-- Written instruction --
Arrange the stretch of rows from the start through the line containing "x=282 y=141" as a JSON list of strings, one string per line, with blank lines and pictures omitted. Include nothing past that line.

-- START OF Material provided --

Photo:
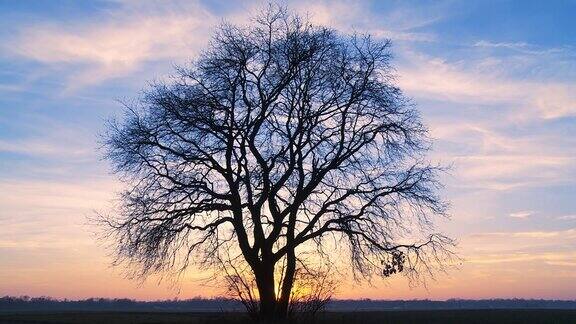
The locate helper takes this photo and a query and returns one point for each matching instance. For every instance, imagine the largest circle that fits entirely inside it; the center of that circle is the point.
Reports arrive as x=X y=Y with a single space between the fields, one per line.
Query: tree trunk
x=287 y=284
x=265 y=282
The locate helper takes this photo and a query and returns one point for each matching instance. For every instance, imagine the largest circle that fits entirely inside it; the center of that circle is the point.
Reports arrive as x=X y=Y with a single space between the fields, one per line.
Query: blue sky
x=495 y=81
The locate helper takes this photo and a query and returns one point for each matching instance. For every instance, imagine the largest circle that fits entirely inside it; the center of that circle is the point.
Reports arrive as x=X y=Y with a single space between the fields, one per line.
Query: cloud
x=434 y=78
x=522 y=214
x=118 y=44
x=399 y=24
x=521 y=47
x=563 y=234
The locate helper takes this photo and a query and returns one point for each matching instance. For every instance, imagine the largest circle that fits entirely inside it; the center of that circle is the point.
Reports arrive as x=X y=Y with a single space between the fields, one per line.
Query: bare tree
x=280 y=137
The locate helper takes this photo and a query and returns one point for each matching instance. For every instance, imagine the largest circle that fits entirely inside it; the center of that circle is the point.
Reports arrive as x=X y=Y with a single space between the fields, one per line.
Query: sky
x=495 y=82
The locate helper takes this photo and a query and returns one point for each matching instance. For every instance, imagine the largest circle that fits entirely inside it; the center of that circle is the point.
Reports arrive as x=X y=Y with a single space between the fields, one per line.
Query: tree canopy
x=282 y=141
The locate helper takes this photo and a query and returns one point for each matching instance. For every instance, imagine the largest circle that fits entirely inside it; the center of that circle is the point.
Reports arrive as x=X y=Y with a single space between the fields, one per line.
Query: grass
x=381 y=317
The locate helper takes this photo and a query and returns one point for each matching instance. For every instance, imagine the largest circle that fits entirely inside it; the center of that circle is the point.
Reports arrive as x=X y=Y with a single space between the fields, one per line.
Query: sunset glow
x=495 y=83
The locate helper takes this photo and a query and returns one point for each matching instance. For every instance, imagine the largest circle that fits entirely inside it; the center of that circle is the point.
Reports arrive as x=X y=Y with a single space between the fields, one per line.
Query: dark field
x=417 y=317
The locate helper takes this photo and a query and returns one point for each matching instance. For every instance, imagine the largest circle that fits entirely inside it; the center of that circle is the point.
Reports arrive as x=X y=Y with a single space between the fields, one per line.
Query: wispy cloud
x=116 y=45
x=522 y=214
x=567 y=217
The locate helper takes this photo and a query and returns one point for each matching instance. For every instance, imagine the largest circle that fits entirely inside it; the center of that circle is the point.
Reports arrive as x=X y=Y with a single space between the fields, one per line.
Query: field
x=415 y=317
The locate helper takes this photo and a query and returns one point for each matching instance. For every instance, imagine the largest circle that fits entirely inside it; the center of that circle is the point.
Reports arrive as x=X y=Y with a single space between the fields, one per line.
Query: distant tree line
x=21 y=303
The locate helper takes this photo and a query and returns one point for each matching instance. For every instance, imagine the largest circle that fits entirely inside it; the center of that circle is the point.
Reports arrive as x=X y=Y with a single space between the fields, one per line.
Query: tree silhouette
x=282 y=139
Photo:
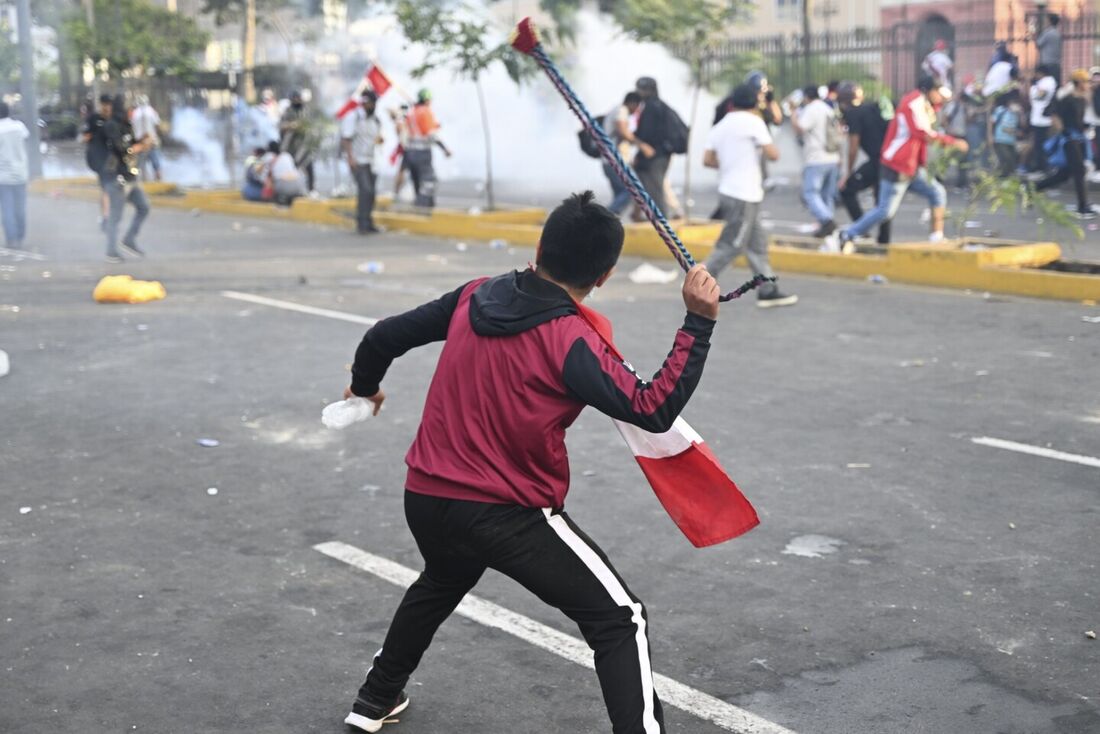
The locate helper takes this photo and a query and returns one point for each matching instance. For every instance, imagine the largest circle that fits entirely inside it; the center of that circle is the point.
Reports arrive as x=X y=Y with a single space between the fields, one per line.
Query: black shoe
x=132 y=249
x=370 y=716
x=776 y=298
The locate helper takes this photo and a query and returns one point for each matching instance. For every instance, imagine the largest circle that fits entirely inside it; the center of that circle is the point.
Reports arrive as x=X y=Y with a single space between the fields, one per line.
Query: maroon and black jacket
x=518 y=367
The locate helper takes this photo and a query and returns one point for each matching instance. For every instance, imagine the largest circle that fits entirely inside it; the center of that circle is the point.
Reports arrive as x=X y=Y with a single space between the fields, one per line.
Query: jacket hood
x=516 y=302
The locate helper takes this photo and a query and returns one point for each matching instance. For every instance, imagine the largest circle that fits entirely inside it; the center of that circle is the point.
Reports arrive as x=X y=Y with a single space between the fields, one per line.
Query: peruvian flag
x=685 y=475
x=374 y=78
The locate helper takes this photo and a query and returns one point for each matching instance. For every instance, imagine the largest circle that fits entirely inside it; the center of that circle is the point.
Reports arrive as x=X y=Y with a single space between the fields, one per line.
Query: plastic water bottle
x=344 y=413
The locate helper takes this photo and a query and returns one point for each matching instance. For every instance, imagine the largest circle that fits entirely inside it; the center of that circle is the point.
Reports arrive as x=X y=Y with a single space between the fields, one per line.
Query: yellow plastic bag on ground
x=124 y=289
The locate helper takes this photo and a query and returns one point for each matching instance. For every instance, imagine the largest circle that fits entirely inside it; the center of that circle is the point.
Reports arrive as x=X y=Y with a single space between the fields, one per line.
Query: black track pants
x=546 y=552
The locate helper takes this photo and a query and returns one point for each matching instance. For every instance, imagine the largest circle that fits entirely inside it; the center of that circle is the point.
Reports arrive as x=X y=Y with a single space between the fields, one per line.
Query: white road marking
x=290 y=306
x=573 y=649
x=1037 y=451
x=20 y=254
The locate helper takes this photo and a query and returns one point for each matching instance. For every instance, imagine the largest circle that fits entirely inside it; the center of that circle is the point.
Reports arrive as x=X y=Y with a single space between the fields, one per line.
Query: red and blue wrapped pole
x=526 y=40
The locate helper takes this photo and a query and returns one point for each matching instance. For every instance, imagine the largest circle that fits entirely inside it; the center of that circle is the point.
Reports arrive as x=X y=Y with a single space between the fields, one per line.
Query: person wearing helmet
x=421 y=127
x=903 y=161
x=294 y=137
x=867 y=128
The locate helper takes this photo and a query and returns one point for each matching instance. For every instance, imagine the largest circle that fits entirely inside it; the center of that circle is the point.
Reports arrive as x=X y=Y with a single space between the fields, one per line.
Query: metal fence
x=888 y=59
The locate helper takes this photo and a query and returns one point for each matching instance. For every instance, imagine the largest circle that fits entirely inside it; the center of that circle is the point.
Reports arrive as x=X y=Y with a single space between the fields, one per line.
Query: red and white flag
x=374 y=78
x=684 y=473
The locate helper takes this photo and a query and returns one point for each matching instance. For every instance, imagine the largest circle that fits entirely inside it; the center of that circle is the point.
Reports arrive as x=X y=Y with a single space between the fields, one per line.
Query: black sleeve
x=613 y=387
x=392 y=337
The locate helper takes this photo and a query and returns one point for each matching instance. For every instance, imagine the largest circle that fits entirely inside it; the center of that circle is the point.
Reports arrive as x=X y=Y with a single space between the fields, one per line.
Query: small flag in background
x=684 y=474
x=374 y=78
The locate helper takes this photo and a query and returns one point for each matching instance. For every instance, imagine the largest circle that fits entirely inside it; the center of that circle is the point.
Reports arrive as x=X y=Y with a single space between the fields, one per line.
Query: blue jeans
x=118 y=195
x=13 y=209
x=818 y=189
x=620 y=195
x=890 y=195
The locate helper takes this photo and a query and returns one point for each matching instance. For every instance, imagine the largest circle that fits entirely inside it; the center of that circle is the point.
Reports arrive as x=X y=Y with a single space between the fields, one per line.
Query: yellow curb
x=994 y=265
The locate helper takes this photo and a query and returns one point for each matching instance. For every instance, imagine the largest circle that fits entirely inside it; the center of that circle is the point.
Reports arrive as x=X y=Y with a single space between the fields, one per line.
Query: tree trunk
x=64 y=76
x=249 y=53
x=488 y=146
x=691 y=126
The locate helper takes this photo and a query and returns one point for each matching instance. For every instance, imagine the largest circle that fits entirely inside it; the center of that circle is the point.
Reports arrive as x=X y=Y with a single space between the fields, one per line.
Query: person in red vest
x=903 y=157
x=488 y=472
x=421 y=128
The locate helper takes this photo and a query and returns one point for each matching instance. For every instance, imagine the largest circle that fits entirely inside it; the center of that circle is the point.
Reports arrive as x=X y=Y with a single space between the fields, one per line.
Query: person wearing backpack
x=820 y=128
x=95 y=154
x=119 y=179
x=660 y=134
x=1069 y=108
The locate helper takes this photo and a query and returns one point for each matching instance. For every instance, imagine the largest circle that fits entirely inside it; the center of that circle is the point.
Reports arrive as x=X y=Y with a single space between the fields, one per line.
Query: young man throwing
x=488 y=472
x=904 y=155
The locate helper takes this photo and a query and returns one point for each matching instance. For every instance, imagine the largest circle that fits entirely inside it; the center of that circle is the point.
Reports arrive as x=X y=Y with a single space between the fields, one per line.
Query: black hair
x=744 y=97
x=646 y=84
x=581 y=241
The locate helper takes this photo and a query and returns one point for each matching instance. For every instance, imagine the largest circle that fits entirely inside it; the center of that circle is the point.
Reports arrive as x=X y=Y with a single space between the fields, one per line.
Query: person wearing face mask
x=360 y=134
x=294 y=137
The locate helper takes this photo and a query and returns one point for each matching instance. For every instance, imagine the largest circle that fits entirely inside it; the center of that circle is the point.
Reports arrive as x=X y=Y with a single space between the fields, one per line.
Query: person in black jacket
x=1069 y=108
x=119 y=179
x=653 y=134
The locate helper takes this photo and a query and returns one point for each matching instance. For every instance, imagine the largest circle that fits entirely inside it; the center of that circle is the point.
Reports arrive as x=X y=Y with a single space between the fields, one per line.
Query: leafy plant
x=1010 y=194
x=457 y=37
x=136 y=35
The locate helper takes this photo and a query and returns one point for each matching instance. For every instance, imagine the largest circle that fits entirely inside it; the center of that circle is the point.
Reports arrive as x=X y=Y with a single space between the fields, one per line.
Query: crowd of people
x=1037 y=129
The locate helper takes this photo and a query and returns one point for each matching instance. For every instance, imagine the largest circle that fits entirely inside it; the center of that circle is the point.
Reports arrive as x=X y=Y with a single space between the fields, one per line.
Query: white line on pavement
x=682 y=697
x=20 y=254
x=1036 y=451
x=290 y=306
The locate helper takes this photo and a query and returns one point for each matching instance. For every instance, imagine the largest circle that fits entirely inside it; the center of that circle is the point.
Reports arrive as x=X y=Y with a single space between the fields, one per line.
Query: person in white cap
x=904 y=156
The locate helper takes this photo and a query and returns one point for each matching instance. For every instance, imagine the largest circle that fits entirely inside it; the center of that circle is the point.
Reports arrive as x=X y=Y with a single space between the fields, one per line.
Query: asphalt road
x=953 y=590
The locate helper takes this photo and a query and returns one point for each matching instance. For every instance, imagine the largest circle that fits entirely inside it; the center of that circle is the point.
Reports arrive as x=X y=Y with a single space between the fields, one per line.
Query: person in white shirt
x=820 y=128
x=734 y=146
x=1041 y=95
x=360 y=133
x=144 y=120
x=13 y=175
x=288 y=183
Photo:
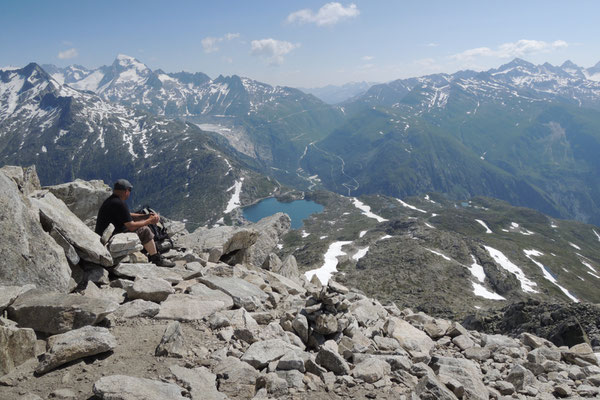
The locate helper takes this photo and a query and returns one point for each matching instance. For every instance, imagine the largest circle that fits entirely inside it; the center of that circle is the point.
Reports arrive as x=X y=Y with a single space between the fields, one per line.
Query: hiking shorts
x=145 y=234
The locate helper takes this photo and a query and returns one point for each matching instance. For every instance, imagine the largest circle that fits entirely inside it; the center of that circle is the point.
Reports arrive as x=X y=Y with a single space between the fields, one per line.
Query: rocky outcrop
x=29 y=255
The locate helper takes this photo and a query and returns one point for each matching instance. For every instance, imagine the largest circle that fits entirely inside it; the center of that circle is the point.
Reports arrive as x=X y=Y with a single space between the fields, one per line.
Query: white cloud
x=209 y=43
x=329 y=14
x=70 y=53
x=271 y=49
x=519 y=48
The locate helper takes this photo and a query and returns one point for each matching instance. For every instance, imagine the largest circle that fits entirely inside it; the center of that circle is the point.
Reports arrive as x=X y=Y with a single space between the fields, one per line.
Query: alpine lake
x=298 y=210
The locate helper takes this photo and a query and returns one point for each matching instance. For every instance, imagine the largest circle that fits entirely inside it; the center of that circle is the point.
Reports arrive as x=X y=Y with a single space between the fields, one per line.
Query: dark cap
x=122 y=184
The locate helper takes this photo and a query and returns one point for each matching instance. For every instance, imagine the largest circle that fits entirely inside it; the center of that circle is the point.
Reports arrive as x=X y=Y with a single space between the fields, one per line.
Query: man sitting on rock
x=115 y=211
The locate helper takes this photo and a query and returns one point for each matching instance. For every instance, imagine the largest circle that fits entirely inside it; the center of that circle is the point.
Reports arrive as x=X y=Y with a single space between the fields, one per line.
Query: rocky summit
x=231 y=321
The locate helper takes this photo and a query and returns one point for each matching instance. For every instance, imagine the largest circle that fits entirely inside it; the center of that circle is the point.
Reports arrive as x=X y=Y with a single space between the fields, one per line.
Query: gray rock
x=185 y=307
x=371 y=370
x=150 y=289
x=29 y=255
x=83 y=198
x=121 y=387
x=79 y=343
x=521 y=377
x=201 y=383
x=331 y=360
x=8 y=294
x=53 y=313
x=17 y=345
x=410 y=338
x=138 y=308
x=464 y=371
x=243 y=293
x=203 y=292
x=172 y=343
x=133 y=271
x=55 y=214
x=261 y=353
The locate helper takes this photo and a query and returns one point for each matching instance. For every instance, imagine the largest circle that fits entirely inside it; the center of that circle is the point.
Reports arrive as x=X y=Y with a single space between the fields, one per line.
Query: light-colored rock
x=261 y=353
x=410 y=338
x=185 y=307
x=52 y=312
x=200 y=381
x=121 y=387
x=17 y=345
x=8 y=294
x=55 y=214
x=150 y=289
x=203 y=292
x=72 y=345
x=371 y=370
x=83 y=198
x=172 y=343
x=29 y=255
x=243 y=293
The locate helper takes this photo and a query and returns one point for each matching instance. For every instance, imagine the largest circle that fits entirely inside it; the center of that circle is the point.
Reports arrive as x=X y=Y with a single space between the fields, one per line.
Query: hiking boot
x=158 y=260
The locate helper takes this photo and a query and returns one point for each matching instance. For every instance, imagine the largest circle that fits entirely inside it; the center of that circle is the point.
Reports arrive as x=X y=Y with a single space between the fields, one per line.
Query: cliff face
x=231 y=320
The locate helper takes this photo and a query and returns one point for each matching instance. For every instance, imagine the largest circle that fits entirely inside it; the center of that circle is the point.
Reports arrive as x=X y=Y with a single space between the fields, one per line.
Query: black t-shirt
x=113 y=211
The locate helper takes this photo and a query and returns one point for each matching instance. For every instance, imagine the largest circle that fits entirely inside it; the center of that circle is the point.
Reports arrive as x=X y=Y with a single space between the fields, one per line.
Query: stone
x=8 y=294
x=243 y=293
x=410 y=338
x=29 y=255
x=133 y=271
x=83 y=198
x=150 y=289
x=121 y=387
x=464 y=371
x=185 y=307
x=17 y=345
x=137 y=309
x=203 y=292
x=301 y=327
x=331 y=360
x=75 y=344
x=367 y=311
x=201 y=383
x=53 y=313
x=371 y=370
x=55 y=215
x=172 y=343
x=261 y=353
x=521 y=377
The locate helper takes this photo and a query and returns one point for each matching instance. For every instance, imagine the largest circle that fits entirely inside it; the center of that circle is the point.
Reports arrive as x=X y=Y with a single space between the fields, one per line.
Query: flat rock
x=150 y=289
x=75 y=344
x=243 y=293
x=54 y=213
x=17 y=345
x=185 y=307
x=121 y=387
x=200 y=381
x=52 y=312
x=203 y=292
x=133 y=271
x=29 y=255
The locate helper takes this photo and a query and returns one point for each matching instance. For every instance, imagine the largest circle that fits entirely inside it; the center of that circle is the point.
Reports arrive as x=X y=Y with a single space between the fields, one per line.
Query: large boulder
x=17 y=345
x=83 y=198
x=29 y=255
x=52 y=312
x=54 y=214
x=76 y=344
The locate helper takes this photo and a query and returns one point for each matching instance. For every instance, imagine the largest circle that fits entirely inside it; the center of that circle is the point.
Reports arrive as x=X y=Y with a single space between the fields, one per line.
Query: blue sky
x=301 y=43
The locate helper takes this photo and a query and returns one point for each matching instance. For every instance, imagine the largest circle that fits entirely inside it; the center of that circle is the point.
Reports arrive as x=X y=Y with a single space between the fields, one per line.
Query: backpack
x=161 y=237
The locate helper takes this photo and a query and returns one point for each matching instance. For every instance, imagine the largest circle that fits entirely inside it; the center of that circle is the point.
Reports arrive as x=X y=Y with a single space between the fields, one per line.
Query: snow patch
x=329 y=266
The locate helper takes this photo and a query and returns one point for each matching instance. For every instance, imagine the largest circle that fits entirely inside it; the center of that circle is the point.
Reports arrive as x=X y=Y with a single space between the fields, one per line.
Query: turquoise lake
x=298 y=210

-- END OF Material provided --

-- Answer to the exercise --
[
  "Photo:",
  "The locate helper takes this photo and a query and returns one point for each matching instance. For every instance, imagine the largest circle that fits entirely inside it; the center of that circle is the point.",
  "Reports arrive as x=X y=Y with a single space between the fields, one per line.",
  "Query: tree trunk",
  "x=287 y=284",
  "x=265 y=282",
  "The locate helper takes this photo and a query and returns one point for each matching instance. For every instance, imagine the largest circle that fits entirely inside it; the center of that circle is the point.",
  "Reports arrive as x=X y=Y with a single space between the fields, one per line.",
  "Query: blue sky",
  "x=495 y=81",
  "The locate helper takes this photo and a query and returns one point for each matching instance. For every instance, imagine the largest circle that fits entirely inside it; the center of that circle is the point.",
  "Reports arrive as x=X y=Y with a single space between the fields, one per line.",
  "Query: cloud",
  "x=434 y=78",
  "x=522 y=214",
  "x=118 y=44",
  "x=399 y=24",
  "x=521 y=47",
  "x=563 y=234",
  "The locate helper takes this photo and a query and returns one point for each matching instance. For every instance, imagine the largest circle that fits entirely inside it; the center of that circle is the point.",
  "Reports arrive as x=X y=Y with a single space between the fields, one per line.",
  "Query: bare tree",
  "x=280 y=137",
  "The locate helper takes this photo and a query and returns one point for each matching instance. For every instance, imagine the largest circle that fits entirely inside it; the center of that circle is the point.",
  "Reports arrive as x=X y=Y with a single space between the fields, one per line.",
  "Query: sky",
  "x=495 y=82",
  "The locate helper takes this photo and a query and returns one point for each matching instance. For every instance, imagine the largest circle that fits entirely inside it; the center of that circle is the point.",
  "Reports arrive as x=X y=Y with a single space between the fields, one per line.",
  "Query: tree canopy",
  "x=282 y=141"
]